*取り組む課題:*
A. 抜粋で、「僕」が編入されたのは何年何組か。
B. 抜粋の「周辺の子供らも「双子かぁ?」と問いかけてくる。」から「で、語呂が似ていたのだろう。」までを、その語句も含めてそのまま書き写せ。

*読む抜粋:*
/---

第58話 ●内子国民学校へ転校(内子)8歳 昭和20年5月
住民登録も済ませ、転校生の手続きも済んだのか、祖母ちゃんが羽織を着て僕と俊光を連れて学校へ登校した。
学校の容姿が凄く立派で「凄い学校へ来たんじゃ・・・」という気持ちになった。
教室内は青みがかった青磁色の塗料が塗ってあるのが、外から見ても解るほどだった。
同じ背格好の子供二人のため、受付けてもらう時でも双子と勘違いされた。
周辺の子供らも「双子かぁ?」と問いかけてくる。
僕は二年竹組(クラスは松、竹、梅)に編入され、女性の乾家(かんけ)先生のクラスだった。
乾家先生は23~4歳くらいか?紺色の服装で、頭の後ろで小さな丸髷を結っている先生だった。
「松山から来た、福島君です」と先生が紹介すると、徳田君や東原君が
「福島県、空襲警報発令!」などと、大声でラジオのようにかしこまった声で冷やかしていた。
当時ラジオでは「徳島県、高知県空襲警報発令、愛媛県、警戒警報解除」などと 常時、引っ切り無しにラジオから流されていたので、語呂が似ていたのだろう。
前から3列目の左端の席へ座ったと思う。
乾家先生は一見おとなしそうな、内気な先生だったので、ガザマツ君が多かったこのクラスでは先生は手こずっていた感じだ。
僕の前の辺に席があったガザマツ君は、先生にたて付くことはザラで、自分の教科書や筆箱を窓から外へ放り投げたり、教壇まで上がって黒板消しを投げたりがあり、同じ行動を真似てふざける子も居たりして「酷いトコへ来たなァ」と教室では直感していた。
学級崩壊とまでは行かないが、一部のガザマツ君の私語で授業が中断したり、先生が窓際へ駆け寄りハンカチで涙を拭ったりが何度もあった。

\---

*データ一覧:*

/---

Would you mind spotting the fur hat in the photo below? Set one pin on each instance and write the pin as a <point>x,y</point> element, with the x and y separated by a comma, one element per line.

\---

*課題の解答:*
A. 二年竹組。

B.
周辺の子供らも「双子かぁ?」と問いかけてくる。
僕は二年竹組(クラスは松、竹、梅)に編入され、女性の乾家(かんけ)先生のクラスだった。
乾家先生は23~4歳くらいか?紺色の服装で、頭の後ろで小さな丸髷を結っている先生だった。
「松山から来た、福島君です」と先生が紹介すると、徳田君や東原君が
「福島県、空襲警報発令!」などと、大声でラジオのようにかしこまった声で冷やかしていた。
当時ラジオでは「徳島県、高知県空襲警報発令、愛媛県、警戒警報解除」などと 常時、引っ切り無しにラジオから流されていたので、語呂が似ていたのだろう。